Extracted entries: Begin
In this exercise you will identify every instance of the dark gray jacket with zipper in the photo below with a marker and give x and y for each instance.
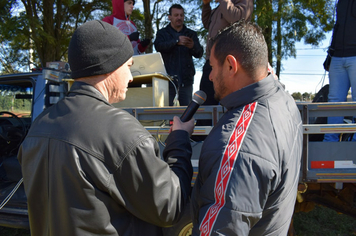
(92, 169)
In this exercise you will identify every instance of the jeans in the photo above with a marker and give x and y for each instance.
(207, 86)
(342, 76)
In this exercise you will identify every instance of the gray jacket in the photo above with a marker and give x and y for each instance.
(92, 169)
(249, 164)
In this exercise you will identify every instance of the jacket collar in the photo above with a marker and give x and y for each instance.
(82, 88)
(251, 93)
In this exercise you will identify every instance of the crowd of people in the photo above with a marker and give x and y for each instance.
(90, 168)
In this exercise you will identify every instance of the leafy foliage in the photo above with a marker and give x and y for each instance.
(39, 31)
(34, 32)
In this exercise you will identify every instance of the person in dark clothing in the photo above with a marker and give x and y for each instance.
(214, 20)
(92, 169)
(342, 70)
(178, 45)
(250, 162)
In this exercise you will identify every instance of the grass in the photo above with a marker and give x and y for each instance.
(321, 221)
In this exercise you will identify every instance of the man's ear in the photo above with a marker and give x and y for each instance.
(232, 64)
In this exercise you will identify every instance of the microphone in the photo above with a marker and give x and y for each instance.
(199, 98)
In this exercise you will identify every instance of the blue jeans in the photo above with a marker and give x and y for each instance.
(342, 76)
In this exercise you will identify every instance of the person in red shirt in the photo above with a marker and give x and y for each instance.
(120, 18)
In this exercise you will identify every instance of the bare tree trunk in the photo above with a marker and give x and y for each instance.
(279, 39)
(148, 22)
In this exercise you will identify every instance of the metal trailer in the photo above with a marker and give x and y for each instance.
(327, 177)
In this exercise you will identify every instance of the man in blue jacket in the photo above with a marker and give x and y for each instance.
(178, 45)
(249, 163)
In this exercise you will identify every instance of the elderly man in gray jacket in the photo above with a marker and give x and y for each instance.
(92, 169)
(249, 163)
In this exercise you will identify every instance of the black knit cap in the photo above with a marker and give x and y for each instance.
(97, 48)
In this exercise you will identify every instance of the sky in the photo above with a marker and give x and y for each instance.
(305, 73)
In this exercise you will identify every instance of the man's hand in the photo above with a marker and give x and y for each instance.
(179, 125)
(134, 36)
(186, 41)
(145, 42)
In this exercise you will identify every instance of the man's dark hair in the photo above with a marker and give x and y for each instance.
(245, 41)
(177, 6)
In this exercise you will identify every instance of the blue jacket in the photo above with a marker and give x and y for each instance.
(178, 59)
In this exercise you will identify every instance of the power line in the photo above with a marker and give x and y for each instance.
(282, 73)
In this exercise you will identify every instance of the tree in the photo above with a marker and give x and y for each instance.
(286, 22)
(40, 31)
(297, 96)
(35, 31)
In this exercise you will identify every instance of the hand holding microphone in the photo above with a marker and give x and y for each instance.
(186, 122)
(199, 98)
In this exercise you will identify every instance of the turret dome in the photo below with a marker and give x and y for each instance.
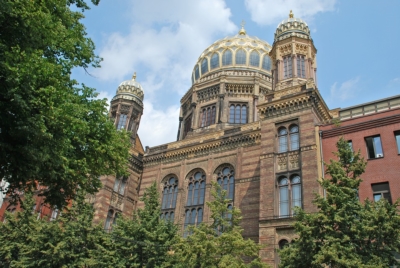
(239, 52)
(130, 89)
(292, 27)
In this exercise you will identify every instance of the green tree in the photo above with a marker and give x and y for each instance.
(52, 131)
(219, 244)
(70, 241)
(344, 232)
(145, 240)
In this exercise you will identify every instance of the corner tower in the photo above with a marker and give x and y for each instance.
(293, 54)
(119, 194)
(127, 107)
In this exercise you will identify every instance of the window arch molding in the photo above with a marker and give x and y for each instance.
(224, 175)
(288, 138)
(169, 189)
(254, 58)
(289, 194)
(195, 186)
(227, 57)
(240, 56)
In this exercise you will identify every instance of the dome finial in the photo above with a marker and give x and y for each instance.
(242, 31)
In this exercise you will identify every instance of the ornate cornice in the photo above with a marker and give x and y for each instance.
(204, 148)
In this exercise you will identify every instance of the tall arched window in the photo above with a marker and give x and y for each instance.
(238, 113)
(282, 136)
(226, 179)
(196, 73)
(122, 121)
(289, 194)
(214, 61)
(254, 58)
(109, 220)
(301, 66)
(170, 194)
(294, 137)
(207, 116)
(289, 142)
(119, 185)
(266, 65)
(195, 198)
(227, 57)
(287, 67)
(204, 66)
(240, 57)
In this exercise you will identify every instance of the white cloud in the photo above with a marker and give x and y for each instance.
(164, 41)
(345, 91)
(271, 12)
(158, 126)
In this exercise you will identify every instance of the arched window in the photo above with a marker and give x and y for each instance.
(196, 73)
(301, 66)
(238, 113)
(289, 142)
(240, 57)
(294, 137)
(266, 63)
(170, 194)
(226, 179)
(204, 66)
(195, 199)
(289, 195)
(214, 61)
(227, 57)
(122, 121)
(207, 116)
(109, 220)
(282, 136)
(254, 58)
(119, 185)
(283, 243)
(287, 67)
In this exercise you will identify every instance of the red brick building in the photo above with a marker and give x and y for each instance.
(374, 129)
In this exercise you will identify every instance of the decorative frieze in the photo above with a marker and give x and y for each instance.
(208, 93)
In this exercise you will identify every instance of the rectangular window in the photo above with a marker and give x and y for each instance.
(381, 190)
(397, 136)
(374, 147)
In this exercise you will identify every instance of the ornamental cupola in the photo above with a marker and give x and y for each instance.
(127, 106)
(293, 54)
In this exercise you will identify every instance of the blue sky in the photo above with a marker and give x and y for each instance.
(357, 43)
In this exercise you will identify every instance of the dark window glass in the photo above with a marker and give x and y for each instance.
(397, 136)
(282, 136)
(196, 73)
(170, 193)
(227, 57)
(266, 63)
(122, 121)
(214, 61)
(381, 191)
(204, 66)
(254, 59)
(374, 147)
(301, 67)
(289, 195)
(240, 57)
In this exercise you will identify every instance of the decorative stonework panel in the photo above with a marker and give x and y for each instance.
(208, 93)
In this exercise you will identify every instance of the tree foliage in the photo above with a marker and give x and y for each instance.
(70, 241)
(219, 244)
(145, 240)
(52, 131)
(345, 232)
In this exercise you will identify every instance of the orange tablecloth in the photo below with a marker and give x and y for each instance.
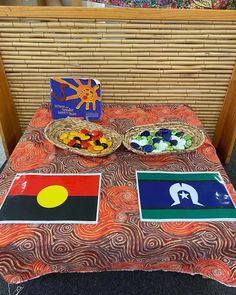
(120, 241)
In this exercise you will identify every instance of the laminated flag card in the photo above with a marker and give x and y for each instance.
(52, 198)
(76, 98)
(180, 196)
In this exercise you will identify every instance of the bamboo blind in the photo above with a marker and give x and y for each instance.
(137, 61)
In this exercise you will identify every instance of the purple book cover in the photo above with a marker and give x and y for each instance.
(76, 98)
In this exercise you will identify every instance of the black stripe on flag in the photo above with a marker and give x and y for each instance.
(23, 208)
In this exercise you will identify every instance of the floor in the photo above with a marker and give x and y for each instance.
(123, 283)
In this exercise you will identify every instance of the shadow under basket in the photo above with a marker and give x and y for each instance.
(55, 128)
(197, 135)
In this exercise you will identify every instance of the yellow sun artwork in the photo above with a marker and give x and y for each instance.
(86, 93)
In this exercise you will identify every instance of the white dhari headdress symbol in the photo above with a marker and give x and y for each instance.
(191, 193)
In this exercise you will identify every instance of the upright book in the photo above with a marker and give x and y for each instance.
(76, 98)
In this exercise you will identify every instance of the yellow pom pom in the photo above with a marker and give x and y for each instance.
(63, 136)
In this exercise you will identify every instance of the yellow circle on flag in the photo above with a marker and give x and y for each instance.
(52, 196)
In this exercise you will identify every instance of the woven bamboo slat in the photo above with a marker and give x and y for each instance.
(166, 61)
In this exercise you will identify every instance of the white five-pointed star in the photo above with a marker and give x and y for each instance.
(184, 195)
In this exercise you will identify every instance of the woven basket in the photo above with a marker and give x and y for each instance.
(197, 135)
(54, 129)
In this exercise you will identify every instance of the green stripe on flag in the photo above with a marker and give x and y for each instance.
(179, 177)
(188, 213)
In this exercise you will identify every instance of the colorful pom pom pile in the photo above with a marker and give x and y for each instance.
(161, 140)
(94, 141)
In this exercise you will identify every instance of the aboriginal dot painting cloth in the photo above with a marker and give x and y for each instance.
(52, 198)
(120, 240)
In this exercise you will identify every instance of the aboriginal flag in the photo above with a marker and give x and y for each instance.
(53, 198)
(173, 196)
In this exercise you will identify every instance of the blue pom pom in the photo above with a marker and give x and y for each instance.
(156, 140)
(148, 148)
(163, 131)
(134, 145)
(174, 142)
(167, 136)
(179, 134)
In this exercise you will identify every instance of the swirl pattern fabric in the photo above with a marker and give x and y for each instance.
(120, 241)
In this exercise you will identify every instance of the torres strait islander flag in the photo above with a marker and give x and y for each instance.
(52, 198)
(176, 196)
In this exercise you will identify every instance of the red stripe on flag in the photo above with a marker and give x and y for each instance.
(76, 185)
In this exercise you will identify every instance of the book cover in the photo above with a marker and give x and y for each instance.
(76, 98)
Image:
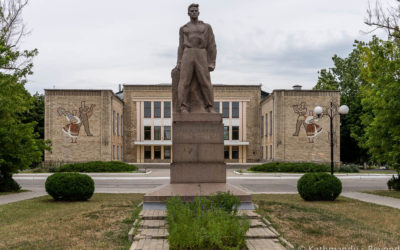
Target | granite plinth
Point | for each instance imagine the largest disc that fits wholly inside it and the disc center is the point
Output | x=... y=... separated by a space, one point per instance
x=188 y=191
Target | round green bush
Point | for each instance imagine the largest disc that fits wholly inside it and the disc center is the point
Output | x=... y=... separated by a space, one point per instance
x=70 y=186
x=319 y=187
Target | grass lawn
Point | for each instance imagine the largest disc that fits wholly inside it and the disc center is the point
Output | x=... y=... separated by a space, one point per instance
x=342 y=223
x=41 y=223
x=389 y=193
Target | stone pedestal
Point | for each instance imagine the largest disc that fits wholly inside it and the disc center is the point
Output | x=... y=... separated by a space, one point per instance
x=198 y=148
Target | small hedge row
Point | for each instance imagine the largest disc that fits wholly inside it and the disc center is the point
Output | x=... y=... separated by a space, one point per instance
x=70 y=186
x=291 y=167
x=97 y=166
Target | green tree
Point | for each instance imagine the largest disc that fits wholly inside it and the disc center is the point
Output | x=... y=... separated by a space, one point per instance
x=20 y=145
x=380 y=67
x=345 y=76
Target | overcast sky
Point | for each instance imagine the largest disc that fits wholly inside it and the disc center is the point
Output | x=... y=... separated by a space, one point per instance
x=99 y=44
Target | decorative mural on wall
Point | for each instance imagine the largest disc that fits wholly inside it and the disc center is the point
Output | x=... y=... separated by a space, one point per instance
x=77 y=118
x=307 y=121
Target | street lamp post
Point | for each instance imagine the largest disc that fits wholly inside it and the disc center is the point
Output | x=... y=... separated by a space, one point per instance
x=331 y=111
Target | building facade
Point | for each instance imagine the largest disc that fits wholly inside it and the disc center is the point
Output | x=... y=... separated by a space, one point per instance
x=135 y=125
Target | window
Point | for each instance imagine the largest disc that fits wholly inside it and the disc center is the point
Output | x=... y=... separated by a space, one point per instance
x=225 y=109
x=167 y=132
x=157 y=152
x=147 y=132
x=235 y=152
x=216 y=107
x=261 y=126
x=226 y=132
x=270 y=122
x=147 y=109
x=167 y=109
x=226 y=152
x=118 y=124
x=157 y=132
x=157 y=109
x=235 y=132
x=147 y=152
x=167 y=152
x=235 y=109
x=113 y=122
x=113 y=152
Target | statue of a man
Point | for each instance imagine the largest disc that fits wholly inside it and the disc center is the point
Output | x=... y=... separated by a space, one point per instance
x=196 y=58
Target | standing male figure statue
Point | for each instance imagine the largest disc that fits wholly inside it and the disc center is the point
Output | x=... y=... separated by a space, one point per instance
x=196 y=58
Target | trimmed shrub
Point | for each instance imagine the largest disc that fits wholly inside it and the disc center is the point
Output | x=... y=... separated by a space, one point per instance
x=70 y=186
x=9 y=185
x=291 y=167
x=97 y=166
x=319 y=187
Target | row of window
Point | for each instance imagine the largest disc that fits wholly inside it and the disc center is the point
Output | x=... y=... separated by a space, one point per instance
x=225 y=109
x=157 y=152
x=118 y=128
x=157 y=133
x=119 y=154
x=157 y=109
x=268 y=124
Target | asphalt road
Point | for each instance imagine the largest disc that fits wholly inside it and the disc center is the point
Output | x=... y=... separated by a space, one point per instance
x=261 y=183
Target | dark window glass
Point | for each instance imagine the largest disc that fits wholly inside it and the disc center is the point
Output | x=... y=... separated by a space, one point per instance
x=147 y=132
x=167 y=109
x=114 y=122
x=225 y=109
x=157 y=109
x=167 y=152
x=117 y=123
x=167 y=132
x=147 y=152
x=216 y=107
x=157 y=133
x=157 y=152
x=147 y=109
x=226 y=133
x=235 y=152
x=235 y=132
x=270 y=122
x=235 y=109
x=226 y=152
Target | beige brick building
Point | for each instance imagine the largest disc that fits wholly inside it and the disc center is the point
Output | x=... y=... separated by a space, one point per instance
x=135 y=124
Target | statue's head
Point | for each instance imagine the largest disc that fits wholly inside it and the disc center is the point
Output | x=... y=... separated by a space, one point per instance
x=193 y=10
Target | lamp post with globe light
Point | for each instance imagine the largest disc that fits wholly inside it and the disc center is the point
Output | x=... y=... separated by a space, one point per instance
x=332 y=110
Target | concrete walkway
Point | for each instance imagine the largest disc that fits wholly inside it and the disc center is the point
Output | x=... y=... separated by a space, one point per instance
x=377 y=199
x=9 y=198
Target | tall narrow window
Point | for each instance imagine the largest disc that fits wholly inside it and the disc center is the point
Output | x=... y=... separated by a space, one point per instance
Extracted entries: End
Required action:
Using the records, work out how many lines include "post", and reply with that number alone.

Completed exercise:
2